§ SET EXERCISE: Format each line of the data below as a numbered list, omitting any blank lines.

§ Location identification entries:
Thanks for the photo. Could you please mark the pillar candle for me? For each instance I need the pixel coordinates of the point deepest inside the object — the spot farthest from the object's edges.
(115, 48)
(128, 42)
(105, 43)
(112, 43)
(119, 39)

§ TASK OUTPUT:
1. Thanks for the photo. Could you please mark the pillar candle for me? For each instance I need the pixel coordinates of the point deepest inside the object — the spot farthest from the object's edges.
2. (115, 48)
3. (128, 42)
4. (105, 43)
5. (112, 43)
6. (119, 39)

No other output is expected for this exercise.